======== Supplied records ========

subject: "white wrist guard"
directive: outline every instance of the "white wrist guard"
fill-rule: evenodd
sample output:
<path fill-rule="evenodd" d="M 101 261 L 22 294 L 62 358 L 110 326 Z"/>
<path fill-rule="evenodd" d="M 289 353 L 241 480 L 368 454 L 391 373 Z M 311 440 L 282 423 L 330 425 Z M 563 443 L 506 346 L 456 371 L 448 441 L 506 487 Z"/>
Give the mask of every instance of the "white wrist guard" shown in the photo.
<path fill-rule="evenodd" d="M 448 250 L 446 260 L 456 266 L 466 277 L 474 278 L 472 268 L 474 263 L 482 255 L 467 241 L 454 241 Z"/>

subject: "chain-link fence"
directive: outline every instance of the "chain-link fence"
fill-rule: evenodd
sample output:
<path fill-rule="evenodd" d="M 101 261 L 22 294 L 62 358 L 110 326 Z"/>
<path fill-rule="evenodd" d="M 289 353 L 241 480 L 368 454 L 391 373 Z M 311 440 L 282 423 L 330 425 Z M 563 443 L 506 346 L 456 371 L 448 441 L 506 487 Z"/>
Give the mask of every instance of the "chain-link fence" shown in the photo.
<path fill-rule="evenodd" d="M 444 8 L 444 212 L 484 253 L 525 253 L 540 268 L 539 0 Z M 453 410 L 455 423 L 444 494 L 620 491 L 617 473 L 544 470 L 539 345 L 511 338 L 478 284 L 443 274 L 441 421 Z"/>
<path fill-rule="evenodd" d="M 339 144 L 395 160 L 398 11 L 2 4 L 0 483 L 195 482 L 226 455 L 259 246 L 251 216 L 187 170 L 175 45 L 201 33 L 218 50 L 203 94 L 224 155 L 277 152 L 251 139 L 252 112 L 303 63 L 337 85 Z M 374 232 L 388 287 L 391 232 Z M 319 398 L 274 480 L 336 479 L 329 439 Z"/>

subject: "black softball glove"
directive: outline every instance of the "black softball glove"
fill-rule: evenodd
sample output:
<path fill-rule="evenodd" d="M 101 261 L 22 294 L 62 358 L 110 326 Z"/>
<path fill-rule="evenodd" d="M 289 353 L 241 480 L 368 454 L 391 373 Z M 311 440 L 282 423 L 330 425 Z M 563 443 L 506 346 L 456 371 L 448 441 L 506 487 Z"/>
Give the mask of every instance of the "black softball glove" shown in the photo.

========

▸ Short exercise
Identify each line in the listing above that contains the word "white", and copy those lines in full.

▸ The output
subject: "white wrist guard"
directive: outline every instance of the "white wrist guard"
Give the mask of every instance of the "white wrist guard" shown in the photo.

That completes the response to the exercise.